Stated exercise: Rewrite all of the records with every "photograph" swapped for "image", keeping everything else unchanged.

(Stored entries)
-- begin --
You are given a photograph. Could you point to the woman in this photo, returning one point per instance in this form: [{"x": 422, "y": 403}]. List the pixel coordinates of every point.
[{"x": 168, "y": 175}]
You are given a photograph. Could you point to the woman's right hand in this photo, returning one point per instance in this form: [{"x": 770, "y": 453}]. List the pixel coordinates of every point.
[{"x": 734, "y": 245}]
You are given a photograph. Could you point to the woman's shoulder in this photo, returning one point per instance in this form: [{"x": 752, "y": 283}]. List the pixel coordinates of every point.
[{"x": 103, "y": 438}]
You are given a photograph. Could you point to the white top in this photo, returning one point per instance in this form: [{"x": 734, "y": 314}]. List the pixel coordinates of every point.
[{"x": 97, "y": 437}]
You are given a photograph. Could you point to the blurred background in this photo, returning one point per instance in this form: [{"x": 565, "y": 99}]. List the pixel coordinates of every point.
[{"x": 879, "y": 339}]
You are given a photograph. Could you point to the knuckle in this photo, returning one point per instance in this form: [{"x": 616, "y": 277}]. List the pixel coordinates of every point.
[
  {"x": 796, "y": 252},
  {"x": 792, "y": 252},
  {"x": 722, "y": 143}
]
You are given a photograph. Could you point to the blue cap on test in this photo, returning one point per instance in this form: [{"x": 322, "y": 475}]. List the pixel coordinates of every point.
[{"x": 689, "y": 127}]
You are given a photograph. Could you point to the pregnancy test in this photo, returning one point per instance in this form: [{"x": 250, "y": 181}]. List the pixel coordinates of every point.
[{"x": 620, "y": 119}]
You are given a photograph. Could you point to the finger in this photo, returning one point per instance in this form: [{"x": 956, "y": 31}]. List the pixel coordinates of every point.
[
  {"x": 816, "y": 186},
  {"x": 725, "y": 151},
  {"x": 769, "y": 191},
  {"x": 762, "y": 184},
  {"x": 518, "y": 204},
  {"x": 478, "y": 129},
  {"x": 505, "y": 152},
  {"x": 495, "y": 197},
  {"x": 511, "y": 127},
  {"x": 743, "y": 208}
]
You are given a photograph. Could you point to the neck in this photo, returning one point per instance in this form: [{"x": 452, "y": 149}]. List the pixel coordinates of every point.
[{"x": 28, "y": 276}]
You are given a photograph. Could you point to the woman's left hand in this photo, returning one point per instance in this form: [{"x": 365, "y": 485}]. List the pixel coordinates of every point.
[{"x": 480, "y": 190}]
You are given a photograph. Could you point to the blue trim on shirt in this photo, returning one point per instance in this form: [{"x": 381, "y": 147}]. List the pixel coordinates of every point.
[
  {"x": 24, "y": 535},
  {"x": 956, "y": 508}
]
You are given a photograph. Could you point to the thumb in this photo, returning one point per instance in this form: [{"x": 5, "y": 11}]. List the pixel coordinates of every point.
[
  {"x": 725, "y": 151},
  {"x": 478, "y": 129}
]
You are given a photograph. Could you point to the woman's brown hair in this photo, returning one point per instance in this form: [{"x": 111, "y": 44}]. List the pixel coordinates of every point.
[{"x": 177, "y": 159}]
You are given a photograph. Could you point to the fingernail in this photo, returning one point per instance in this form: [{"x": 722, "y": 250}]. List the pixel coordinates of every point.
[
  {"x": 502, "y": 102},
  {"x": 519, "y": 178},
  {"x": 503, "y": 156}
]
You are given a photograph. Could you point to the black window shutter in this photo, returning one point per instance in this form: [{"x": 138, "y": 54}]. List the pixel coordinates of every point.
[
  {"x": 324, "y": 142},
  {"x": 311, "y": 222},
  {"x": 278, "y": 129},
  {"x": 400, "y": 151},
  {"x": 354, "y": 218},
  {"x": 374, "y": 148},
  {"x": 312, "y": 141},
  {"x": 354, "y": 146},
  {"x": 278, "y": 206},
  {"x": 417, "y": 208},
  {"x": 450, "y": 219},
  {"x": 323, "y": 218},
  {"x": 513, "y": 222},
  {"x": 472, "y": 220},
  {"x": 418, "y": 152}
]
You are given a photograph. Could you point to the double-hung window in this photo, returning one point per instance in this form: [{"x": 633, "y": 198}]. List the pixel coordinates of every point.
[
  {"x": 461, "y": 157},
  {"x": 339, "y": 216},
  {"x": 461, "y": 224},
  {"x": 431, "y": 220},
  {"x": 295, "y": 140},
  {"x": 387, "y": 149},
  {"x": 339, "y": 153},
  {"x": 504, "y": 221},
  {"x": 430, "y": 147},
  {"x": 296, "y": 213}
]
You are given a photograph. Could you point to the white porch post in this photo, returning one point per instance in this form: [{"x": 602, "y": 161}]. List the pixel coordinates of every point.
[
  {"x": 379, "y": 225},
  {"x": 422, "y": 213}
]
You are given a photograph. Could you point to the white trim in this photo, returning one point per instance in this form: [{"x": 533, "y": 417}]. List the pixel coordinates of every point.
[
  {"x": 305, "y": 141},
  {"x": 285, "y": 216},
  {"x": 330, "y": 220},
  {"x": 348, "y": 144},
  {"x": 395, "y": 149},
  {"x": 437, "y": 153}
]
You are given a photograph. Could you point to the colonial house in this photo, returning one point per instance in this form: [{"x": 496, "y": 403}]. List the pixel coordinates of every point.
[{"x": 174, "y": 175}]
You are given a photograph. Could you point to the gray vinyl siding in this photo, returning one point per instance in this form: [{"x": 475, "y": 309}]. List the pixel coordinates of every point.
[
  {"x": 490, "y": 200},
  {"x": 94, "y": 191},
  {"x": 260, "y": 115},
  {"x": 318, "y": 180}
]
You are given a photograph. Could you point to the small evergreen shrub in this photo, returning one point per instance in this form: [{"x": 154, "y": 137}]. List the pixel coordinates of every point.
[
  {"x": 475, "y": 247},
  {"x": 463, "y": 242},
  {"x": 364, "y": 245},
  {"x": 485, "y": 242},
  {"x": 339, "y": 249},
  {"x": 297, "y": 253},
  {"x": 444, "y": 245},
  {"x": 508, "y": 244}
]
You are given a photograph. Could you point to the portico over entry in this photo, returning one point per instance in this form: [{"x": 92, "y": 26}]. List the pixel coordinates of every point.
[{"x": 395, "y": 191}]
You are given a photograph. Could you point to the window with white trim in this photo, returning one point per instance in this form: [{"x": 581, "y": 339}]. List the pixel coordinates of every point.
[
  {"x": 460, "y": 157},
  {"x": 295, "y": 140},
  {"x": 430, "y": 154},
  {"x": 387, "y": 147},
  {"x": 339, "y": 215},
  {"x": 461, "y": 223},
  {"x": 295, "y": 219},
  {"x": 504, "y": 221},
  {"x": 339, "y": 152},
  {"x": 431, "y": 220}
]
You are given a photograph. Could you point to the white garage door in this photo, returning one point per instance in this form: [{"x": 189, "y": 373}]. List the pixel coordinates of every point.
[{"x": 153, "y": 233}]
-- end --
Correct response:
You are given a image. Could you point to the woman in this photo, returning one point per instance in this form: [{"x": 422, "y": 403}]. List the pixel coordinates of every point.
[{"x": 168, "y": 175}]
You are given a image. Could you point to the woman's right hand in this photo, returning one point per instance in this form: [{"x": 770, "y": 453}]. List the pixel coordinates of every point.
[{"x": 734, "y": 245}]
You are given a image. Could you point to the woman's shoulder in this photo, returning one point per instance in this form: [{"x": 752, "y": 283}]. List the pixel coordinates of every point.
[{"x": 103, "y": 438}]
You are given a image. Could you point to the white top in this photo, returning one point per instance in this form: [{"x": 734, "y": 314}]. List the pixel coordinates of every point.
[{"x": 97, "y": 437}]
You are given a image. Could you point to the blurred background in this photo, returning one point per instance in this form: [{"x": 565, "y": 99}]. List the pixel coordinates of every point.
[{"x": 879, "y": 339}]
You are given a image. Could you point to the knuckle in this photo, returning one point per instance in this form: [{"x": 616, "y": 277}]. List the pixel coordinates of every point.
[
  {"x": 796, "y": 252},
  {"x": 792, "y": 252},
  {"x": 722, "y": 143}
]
You are given a image. Could you point to the blue cap on test in this photo, returning one point per instance in this form: [{"x": 322, "y": 475}]. List the pixel coordinates of every point.
[{"x": 689, "y": 127}]
You are given a image. Could you point to the pregnancy test in this photo, returning one point per instance in this form: [{"x": 250, "y": 181}]. List the pixel coordinates of every point.
[{"x": 620, "y": 119}]
You are given a image. Could you point to the finger in this photo, returning one point per instance in this form: [{"x": 956, "y": 31}]. List the pixel coordinates of every point.
[
  {"x": 816, "y": 186},
  {"x": 725, "y": 151},
  {"x": 769, "y": 191},
  {"x": 762, "y": 184},
  {"x": 518, "y": 204},
  {"x": 478, "y": 129},
  {"x": 505, "y": 152},
  {"x": 495, "y": 197},
  {"x": 511, "y": 127},
  {"x": 743, "y": 208}
]
You are given a image. Could you point to the neck in this photo, returning one point per instance in this form: [{"x": 452, "y": 149}]. List the pixel coordinates of every point.
[{"x": 28, "y": 276}]
You are given a image. Could you point to the woman's left hand in this photo, returning one point per instance in this form: [{"x": 365, "y": 485}]. List the pixel coordinates of every point.
[{"x": 480, "y": 190}]
You are given a image. Could you point to the blue trim on shirt in this photo, returning one point per instance in this form: [{"x": 381, "y": 147}]. List the pixel coordinates of every point.
[
  {"x": 24, "y": 535},
  {"x": 956, "y": 508}
]
You are given a image. Could you point to the thumb in this photo, returning one point per instance in this form: [{"x": 5, "y": 11}]. List the pixel coordinates of every point.
[
  {"x": 725, "y": 151},
  {"x": 478, "y": 129}
]
You are given a image. Could you point to the woman's brown hair in this photo, returning one point per instance in this form: [{"x": 111, "y": 44}]. List the pixel coordinates of every point.
[{"x": 177, "y": 159}]
You are given a image. Could you point to the fingernail in this photo, returning one point per instance in this form: [{"x": 722, "y": 250}]. List the pixel coordinates of every point.
[
  {"x": 502, "y": 102},
  {"x": 519, "y": 178},
  {"x": 503, "y": 156}
]
You are given a image. Could you point to the black window shutter in this photo, returning one point per instance in this form: [{"x": 138, "y": 54}]. List the pixel coordinates of every point.
[
  {"x": 324, "y": 142},
  {"x": 311, "y": 222},
  {"x": 278, "y": 129},
  {"x": 400, "y": 151},
  {"x": 354, "y": 218},
  {"x": 374, "y": 148},
  {"x": 312, "y": 141},
  {"x": 354, "y": 146},
  {"x": 278, "y": 206},
  {"x": 417, "y": 208},
  {"x": 450, "y": 219},
  {"x": 323, "y": 218},
  {"x": 513, "y": 222},
  {"x": 472, "y": 220},
  {"x": 418, "y": 152}
]
You are given a image. Could you point to the double-hung window in this photo, returning one point per instance in this form: [{"x": 633, "y": 198}]. List the pixel coordinates of every point.
[
  {"x": 461, "y": 157},
  {"x": 339, "y": 216},
  {"x": 461, "y": 224},
  {"x": 431, "y": 220},
  {"x": 295, "y": 140},
  {"x": 387, "y": 149},
  {"x": 339, "y": 153},
  {"x": 504, "y": 221},
  {"x": 430, "y": 147},
  {"x": 296, "y": 213}
]
You are given a image. Could you point to the white porch post in this photo, returning one point per instance in this form: [{"x": 602, "y": 161}]. List the pixel coordinates of every point.
[
  {"x": 379, "y": 225},
  {"x": 422, "y": 213}
]
You are given a image. Could you point to the white trim in this photo, returning one point per instance in this form: [{"x": 533, "y": 417}]. List the pixel coordinates of every point.
[
  {"x": 305, "y": 141},
  {"x": 285, "y": 216},
  {"x": 330, "y": 220},
  {"x": 348, "y": 144},
  {"x": 395, "y": 149},
  {"x": 437, "y": 153}
]
You are given a image. Could you point to the colonial house in this photo, returning one point per instance in this form: [{"x": 496, "y": 403}]. List the pixel coordinates of every point.
[{"x": 174, "y": 175}]
You are given a image. Could you point to the gray vinyl siding in this photo, returning one point per instance in this form: [{"x": 475, "y": 309}]. List the pixel coordinates of every point.
[
  {"x": 490, "y": 200},
  {"x": 94, "y": 191},
  {"x": 260, "y": 115},
  {"x": 318, "y": 180}
]
You are given a image. Could you point to the small evergreen shrub in this photo, returning one point per instance in this form: [{"x": 154, "y": 137}]. List the pixel coordinates of every point.
[
  {"x": 475, "y": 247},
  {"x": 463, "y": 242},
  {"x": 364, "y": 245},
  {"x": 485, "y": 242},
  {"x": 339, "y": 249},
  {"x": 297, "y": 253},
  {"x": 444, "y": 245},
  {"x": 508, "y": 244}
]
You are given a image. Could you point to the portico over entry in this photo, returning one point per instance in this form: [{"x": 92, "y": 26}]. List the pixel coordinates of every point.
[{"x": 395, "y": 191}]
You are given a image. Could you point to the window with white trim in this photo, returning one point per instance in this form: [{"x": 581, "y": 339}]. List the pixel coordinates of every point.
[
  {"x": 460, "y": 157},
  {"x": 295, "y": 140},
  {"x": 430, "y": 154},
  {"x": 387, "y": 147},
  {"x": 339, "y": 215},
  {"x": 461, "y": 223},
  {"x": 295, "y": 219},
  {"x": 504, "y": 221},
  {"x": 339, "y": 152},
  {"x": 431, "y": 220}
]
You are given a image. Could you point to the white garage door in this photo, returning one point per instance in this form: [{"x": 189, "y": 373}]. List the pixel coordinates of every point.
[{"x": 153, "y": 233}]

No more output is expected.